• **TEXT SHOWN**:
========

Empirical Model
LPG Regressions. —The first three DiD regressions compare the effect of exposure to the PMUY policy for the treatment group relative to the comparison group with regard to obtaining an LPG connection (any kgs of LPG, any large cylinders of LPG, and any small cylinders LPG) and then overall LPG consumption (kgs of LPG, number of large cylinders, or number of small cylinders). The equation describing these regressions is as follows:
(1) 𝑦𝑖 = 𝛽0 + 𝛽1 𝑇𝑅𝑇𝑖 + 𝛽2𝐴𝐹𝑇𝑖 + 𝛽3𝑇𝑅𝑇𝑖 ∗ 𝐴𝐹𝑇𝑖 +𝛽4𝑋 + 𝜀𝑖
where 𝑦𝑖 is a binary variable for obtaining any LPG (kg, large cylinder, and small cylinders) and continuous variables of kg of LPG, number of large cylinders, and number of small cylinders, respectively. TRT is a dummy variable to indicate if the household was eligible for the PMUY policy, AFT is a dummy variable to indicate if this data point was before or after treatment, X is representative of the control variables, and 𝜀 is the error. These equations are estimated using an intent-to-treat linear regression DiD model with kernel propensity score matching on the common support using the STATA function DIFF35. We assume that both the parallel trends assumption and the common shocks assumption of DiD are satisfied. Since we do not have more than one period of data prior to PMUY implementation, we implement the standard approach to correct for any deviations from the parallel trends assumption: propensity score matching36. With respect to the common shocks assumption, we are unaware of simultaneously implemented policies that would only have affected either the treatment or comparison group.
The second regression allows us to determine if the household did take advantage of the policy (i.e. get a free connection), did this lead to an increased consumption of LPG as compared to the non-equivalent control.

========

• **REQUIREMENTS**:
1. Update the empirical model passage, beginning at the words "The second regression" and stopping after "the non-equivalent control.", with "non-equivalent control" changed to "comparison group".
2. According to the empirical model passage, what standard approach is used to correct for deviations from the parallel trends assumption?
3. Pick up the empirical model passage on the LPG regressions and continue it from its final sentence.

• **DATA SHOWN**:
========

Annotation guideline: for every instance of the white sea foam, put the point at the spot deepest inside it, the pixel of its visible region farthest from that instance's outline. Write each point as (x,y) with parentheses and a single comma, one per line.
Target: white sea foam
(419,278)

========

• **OUTPUTS**:
1.
The second regression allows us to determine if the household did take advantage of the policy (i.e. get a free connection), did this lead to an increased consumption of LPG as compared to the comparison group.

2. Propensity score matching.

3.
(2) 𝑦i = 𝛽0 + 𝛽1 𝑇𝑅𝑇𝑖 + 𝛽2𝐴𝐹𝑇𝑖 + 𝛽3𝑇𝑅𝑇𝑖 ∗ 𝐴𝐹𝑇𝑖 + 𝛽4𝑋 + +𝜀𝑖 𝑖𝑓 𝑦2 > 0
Where 𝑦i is the amount of LPG in kg the household purchased annually, TRT is a dummy variable to indicate if the household was eligible for the PMUY policy, AFT is a dummy variable to indicate if this data point was before or after treatment, X is representative of the control variables, and 𝜀 is the error.
Tier and Home Delivery Regressions. —The final two regressions compare the effect of exposure to the PMUY policy for the treatment group relative to the comparison group with regard to opting for homedelivery and moving up a tier group, and is defined as:
(3) 𝑦𝑖 = 𝛽0 + 𝛽1 𝑇𝑅𝑇𝑖 + 𝛽2𝐴𝐹𝑇𝑖 + 𝛽3𝑇𝑅𝑇𝑖 ∗ 𝐴𝐹𝑇𝑖 +𝛽4𝑋 + 𝜀𝑖
Where 𝑦𝑖 is binary dependent variable for home delivery and then moving up a tier group respectively, TRT is a dummy variable to indicate if the household was eligible for the PMUY policy, AFT is a dummy variable to indicate if this data point was before or after treatment, X is representative of the control variables, and 𝜀 is the error. These equations are estimated using DIFF as described above.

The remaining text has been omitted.